## Exercise requirements
Transcribe exactly the entries from the "In this photo, where can the metal railing" line to the end, both included, minus pictures.

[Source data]
·····

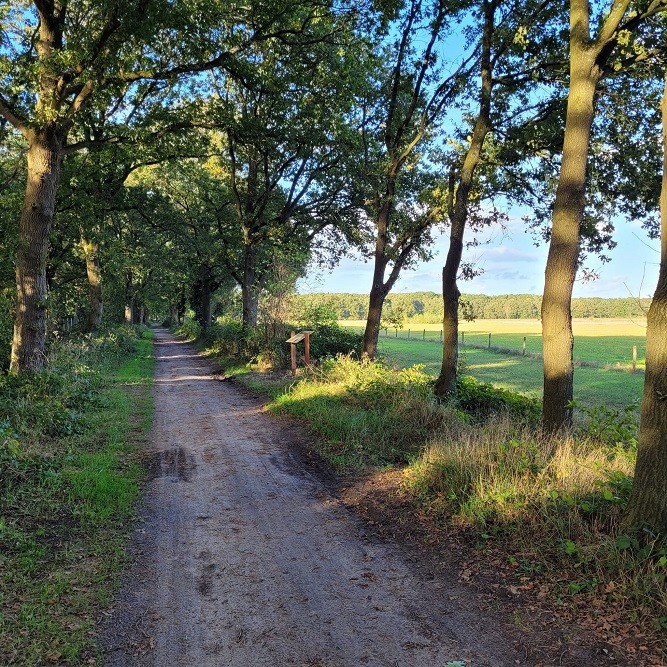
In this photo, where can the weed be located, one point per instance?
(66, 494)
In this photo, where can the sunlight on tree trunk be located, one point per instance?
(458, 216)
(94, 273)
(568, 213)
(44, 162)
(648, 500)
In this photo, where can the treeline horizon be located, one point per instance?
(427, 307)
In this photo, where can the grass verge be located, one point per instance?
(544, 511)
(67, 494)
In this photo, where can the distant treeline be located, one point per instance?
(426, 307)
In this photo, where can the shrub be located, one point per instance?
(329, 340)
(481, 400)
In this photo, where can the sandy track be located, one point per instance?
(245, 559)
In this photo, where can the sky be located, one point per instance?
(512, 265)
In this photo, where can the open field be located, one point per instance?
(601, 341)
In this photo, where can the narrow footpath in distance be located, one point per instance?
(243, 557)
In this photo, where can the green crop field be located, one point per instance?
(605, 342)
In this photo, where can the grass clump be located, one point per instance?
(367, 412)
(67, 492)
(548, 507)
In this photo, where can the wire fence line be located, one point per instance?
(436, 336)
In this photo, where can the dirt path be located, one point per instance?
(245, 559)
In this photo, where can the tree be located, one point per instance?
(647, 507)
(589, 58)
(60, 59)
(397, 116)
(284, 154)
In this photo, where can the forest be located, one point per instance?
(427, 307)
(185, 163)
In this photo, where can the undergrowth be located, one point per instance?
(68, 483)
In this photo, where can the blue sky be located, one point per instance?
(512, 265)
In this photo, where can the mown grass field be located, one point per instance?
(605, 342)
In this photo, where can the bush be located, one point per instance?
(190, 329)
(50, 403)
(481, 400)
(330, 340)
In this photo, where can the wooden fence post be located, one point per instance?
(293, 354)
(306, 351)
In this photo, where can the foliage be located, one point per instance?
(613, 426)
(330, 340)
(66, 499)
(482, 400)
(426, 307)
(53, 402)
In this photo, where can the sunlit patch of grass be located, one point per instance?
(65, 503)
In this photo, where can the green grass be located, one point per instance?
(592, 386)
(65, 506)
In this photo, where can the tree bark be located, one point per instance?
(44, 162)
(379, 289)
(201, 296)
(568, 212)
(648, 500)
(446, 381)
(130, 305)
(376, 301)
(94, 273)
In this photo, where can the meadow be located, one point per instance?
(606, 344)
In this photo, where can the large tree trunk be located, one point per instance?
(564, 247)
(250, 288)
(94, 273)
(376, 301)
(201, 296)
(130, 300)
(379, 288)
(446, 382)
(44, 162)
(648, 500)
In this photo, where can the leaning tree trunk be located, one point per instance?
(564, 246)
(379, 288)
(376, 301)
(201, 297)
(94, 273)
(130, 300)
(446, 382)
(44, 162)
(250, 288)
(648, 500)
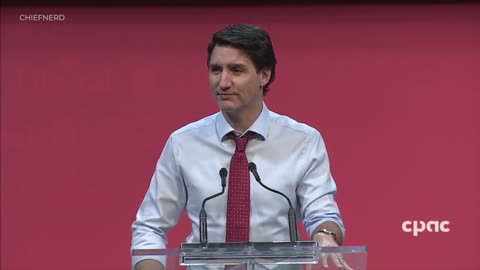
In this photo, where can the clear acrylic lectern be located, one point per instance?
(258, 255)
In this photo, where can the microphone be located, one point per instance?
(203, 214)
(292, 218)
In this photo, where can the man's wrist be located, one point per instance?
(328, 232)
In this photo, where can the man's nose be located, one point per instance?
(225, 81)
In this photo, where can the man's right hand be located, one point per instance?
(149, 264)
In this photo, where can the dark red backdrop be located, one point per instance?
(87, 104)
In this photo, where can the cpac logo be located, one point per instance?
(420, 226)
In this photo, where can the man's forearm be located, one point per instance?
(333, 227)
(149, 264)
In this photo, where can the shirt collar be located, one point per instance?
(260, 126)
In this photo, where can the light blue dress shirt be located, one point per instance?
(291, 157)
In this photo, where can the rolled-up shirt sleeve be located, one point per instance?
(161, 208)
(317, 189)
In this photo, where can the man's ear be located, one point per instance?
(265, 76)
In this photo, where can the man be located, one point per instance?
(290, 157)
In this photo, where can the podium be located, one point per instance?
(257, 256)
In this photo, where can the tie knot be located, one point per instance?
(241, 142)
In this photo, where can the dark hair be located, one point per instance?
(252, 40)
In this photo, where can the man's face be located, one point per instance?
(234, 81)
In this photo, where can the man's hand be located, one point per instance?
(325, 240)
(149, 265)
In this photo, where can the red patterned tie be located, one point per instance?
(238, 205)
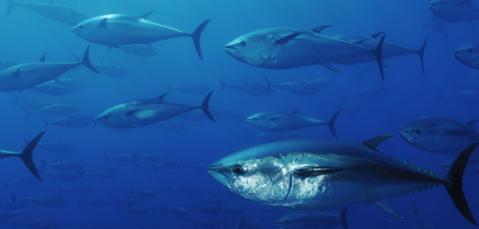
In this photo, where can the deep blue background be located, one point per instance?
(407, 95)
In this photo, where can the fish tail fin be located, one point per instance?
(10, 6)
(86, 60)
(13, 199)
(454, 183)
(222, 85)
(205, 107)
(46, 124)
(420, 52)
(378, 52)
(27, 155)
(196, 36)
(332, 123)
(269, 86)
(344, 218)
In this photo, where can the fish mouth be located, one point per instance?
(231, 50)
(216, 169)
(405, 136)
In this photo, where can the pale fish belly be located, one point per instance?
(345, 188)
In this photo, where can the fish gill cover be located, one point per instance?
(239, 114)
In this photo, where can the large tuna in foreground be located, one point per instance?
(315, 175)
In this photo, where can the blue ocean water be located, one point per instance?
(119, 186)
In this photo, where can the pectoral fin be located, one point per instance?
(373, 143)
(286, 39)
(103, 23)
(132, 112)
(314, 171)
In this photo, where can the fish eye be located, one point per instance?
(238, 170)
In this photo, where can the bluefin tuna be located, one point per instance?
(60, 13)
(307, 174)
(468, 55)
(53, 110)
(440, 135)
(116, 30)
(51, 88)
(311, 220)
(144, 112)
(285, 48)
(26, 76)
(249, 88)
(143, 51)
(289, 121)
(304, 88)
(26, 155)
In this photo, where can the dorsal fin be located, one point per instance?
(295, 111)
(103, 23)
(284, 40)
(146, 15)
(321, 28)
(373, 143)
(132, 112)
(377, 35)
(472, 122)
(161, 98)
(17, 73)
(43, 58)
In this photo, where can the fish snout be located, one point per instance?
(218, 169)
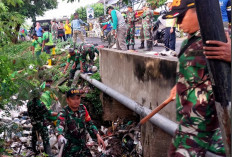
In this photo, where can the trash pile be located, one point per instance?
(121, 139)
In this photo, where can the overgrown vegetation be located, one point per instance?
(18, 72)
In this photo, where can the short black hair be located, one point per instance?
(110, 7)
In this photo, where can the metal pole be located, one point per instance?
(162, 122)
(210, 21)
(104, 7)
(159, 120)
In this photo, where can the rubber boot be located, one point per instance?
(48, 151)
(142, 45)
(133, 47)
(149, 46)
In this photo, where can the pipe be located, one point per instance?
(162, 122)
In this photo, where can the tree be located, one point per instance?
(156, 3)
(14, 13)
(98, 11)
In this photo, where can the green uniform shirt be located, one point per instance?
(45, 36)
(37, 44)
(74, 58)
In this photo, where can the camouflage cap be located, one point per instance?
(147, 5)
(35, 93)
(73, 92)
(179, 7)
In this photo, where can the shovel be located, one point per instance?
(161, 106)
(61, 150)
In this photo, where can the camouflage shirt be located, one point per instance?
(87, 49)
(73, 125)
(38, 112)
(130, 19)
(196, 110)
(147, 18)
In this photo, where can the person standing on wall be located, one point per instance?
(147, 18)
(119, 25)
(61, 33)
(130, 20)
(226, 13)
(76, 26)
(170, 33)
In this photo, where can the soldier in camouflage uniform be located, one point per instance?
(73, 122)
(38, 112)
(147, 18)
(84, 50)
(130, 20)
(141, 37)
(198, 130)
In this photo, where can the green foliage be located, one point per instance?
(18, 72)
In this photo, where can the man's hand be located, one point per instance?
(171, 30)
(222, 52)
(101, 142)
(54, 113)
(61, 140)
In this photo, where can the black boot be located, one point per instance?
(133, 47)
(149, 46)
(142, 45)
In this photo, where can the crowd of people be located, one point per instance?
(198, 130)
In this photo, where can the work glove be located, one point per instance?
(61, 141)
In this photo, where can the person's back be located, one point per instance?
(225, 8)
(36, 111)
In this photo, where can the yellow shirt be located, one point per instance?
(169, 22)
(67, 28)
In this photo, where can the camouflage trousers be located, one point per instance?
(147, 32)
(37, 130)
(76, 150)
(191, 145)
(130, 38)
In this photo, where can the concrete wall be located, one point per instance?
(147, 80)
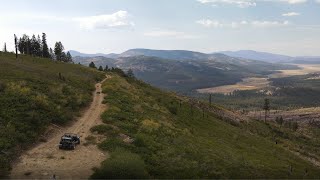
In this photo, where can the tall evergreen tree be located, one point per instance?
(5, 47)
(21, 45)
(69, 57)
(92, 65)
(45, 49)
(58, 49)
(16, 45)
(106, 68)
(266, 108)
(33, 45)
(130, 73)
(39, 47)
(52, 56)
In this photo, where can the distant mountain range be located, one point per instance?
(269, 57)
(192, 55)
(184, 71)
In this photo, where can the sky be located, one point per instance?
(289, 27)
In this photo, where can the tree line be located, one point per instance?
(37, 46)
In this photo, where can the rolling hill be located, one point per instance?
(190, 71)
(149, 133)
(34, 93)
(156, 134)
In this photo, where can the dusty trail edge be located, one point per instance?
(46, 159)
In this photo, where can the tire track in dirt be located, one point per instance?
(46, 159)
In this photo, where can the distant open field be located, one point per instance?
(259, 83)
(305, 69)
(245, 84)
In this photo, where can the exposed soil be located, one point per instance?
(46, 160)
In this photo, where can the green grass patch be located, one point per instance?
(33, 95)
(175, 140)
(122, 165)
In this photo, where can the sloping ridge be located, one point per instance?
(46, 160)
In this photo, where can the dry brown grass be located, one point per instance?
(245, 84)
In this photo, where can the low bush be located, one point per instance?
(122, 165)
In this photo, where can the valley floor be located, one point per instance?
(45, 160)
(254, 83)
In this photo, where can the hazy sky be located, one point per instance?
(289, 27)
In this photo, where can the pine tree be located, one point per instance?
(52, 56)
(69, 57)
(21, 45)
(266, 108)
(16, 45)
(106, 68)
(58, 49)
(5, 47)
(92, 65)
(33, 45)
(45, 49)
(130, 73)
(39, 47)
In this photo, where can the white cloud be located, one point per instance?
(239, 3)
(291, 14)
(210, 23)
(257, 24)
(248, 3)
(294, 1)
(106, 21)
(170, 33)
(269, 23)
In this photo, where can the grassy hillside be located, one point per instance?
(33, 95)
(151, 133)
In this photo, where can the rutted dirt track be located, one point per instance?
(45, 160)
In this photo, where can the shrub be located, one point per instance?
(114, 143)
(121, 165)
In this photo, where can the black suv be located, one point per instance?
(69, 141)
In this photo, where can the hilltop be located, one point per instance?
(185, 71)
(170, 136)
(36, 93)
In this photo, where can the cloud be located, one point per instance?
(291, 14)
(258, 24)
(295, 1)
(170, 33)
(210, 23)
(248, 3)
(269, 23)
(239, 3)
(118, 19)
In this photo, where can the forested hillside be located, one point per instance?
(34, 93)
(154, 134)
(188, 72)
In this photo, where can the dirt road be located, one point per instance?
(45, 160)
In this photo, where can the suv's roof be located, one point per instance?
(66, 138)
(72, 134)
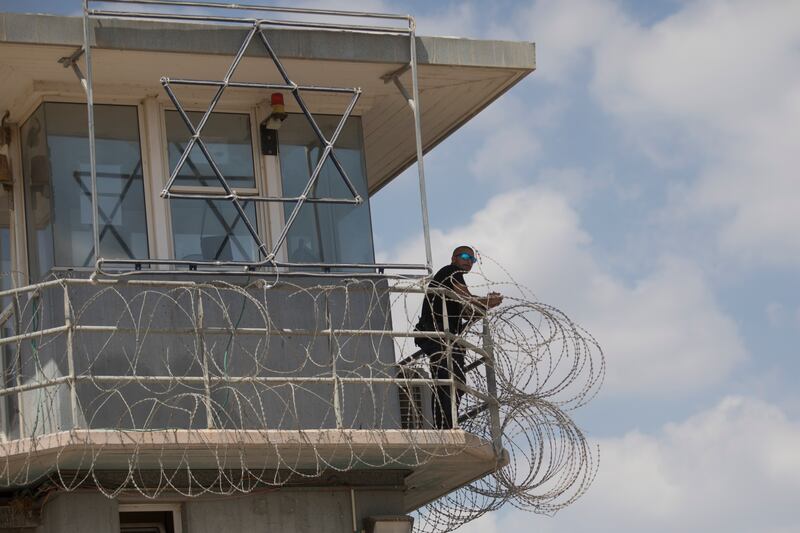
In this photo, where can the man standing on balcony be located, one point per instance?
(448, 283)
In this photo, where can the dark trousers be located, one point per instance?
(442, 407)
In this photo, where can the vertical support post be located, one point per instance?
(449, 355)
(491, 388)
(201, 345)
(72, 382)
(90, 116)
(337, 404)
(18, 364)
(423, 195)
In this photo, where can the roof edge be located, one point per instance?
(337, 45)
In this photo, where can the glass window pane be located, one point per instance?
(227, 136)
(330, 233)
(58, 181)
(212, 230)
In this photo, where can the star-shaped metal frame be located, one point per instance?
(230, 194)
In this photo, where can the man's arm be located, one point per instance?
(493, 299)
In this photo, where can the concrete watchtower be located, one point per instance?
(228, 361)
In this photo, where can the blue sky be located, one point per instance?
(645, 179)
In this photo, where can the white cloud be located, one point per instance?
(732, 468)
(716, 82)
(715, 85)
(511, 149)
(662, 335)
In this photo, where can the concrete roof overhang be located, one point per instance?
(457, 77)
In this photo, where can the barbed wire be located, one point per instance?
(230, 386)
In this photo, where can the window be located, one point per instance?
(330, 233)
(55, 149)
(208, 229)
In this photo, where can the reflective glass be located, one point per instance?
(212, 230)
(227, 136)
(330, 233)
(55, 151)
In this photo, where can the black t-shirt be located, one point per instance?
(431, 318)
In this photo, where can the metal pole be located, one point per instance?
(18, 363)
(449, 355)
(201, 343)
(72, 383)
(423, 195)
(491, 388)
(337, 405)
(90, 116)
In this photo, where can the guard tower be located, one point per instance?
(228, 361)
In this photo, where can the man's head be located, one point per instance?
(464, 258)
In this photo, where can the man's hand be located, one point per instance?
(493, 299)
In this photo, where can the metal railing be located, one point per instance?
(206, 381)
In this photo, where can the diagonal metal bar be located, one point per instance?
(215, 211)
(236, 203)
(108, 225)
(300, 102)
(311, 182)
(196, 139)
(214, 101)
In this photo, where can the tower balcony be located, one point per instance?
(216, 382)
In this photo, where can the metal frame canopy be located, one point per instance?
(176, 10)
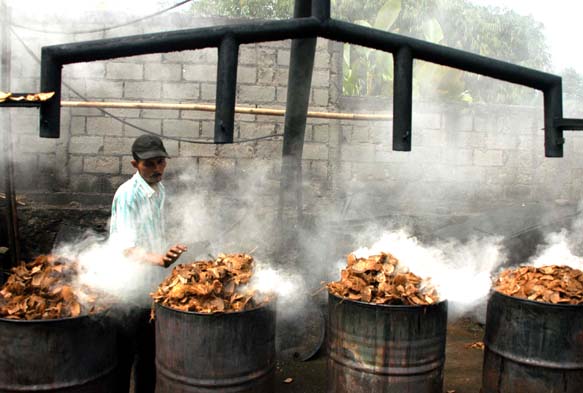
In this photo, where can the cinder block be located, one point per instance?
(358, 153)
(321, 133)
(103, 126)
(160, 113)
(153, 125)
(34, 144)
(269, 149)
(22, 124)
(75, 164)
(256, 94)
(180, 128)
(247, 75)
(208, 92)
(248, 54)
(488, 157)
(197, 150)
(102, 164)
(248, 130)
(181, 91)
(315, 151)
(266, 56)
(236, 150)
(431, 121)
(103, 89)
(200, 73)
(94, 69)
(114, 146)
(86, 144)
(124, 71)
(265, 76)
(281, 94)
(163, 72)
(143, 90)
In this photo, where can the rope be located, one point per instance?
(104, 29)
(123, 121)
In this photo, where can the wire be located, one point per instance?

·····

## Answer below
In this photo, where can the metal railing be located, one point per instance?
(206, 381)
In this photo, where can the diagonal metal bar be located, one point per instance?
(215, 211)
(236, 203)
(108, 225)
(300, 102)
(311, 182)
(196, 139)
(214, 101)
In this photo, where can the tower balcony be located, one point per instance?
(216, 382)
In this photo, where can the metal frame canopy be located, one point per instance?
(176, 10)
In this photo, where can the cinder block be located, one point per instance?
(358, 153)
(321, 133)
(103, 126)
(160, 113)
(153, 125)
(34, 144)
(269, 149)
(22, 124)
(75, 164)
(256, 94)
(180, 128)
(247, 75)
(208, 92)
(248, 54)
(488, 157)
(197, 150)
(102, 164)
(248, 130)
(181, 91)
(315, 151)
(266, 56)
(236, 150)
(431, 121)
(103, 89)
(200, 73)
(94, 69)
(114, 146)
(86, 144)
(124, 71)
(265, 76)
(281, 94)
(163, 72)
(143, 90)
In this photo, where can the rope be located, one point per instance?
(104, 29)
(123, 121)
In this photo, where can the wire be located, one point per instance?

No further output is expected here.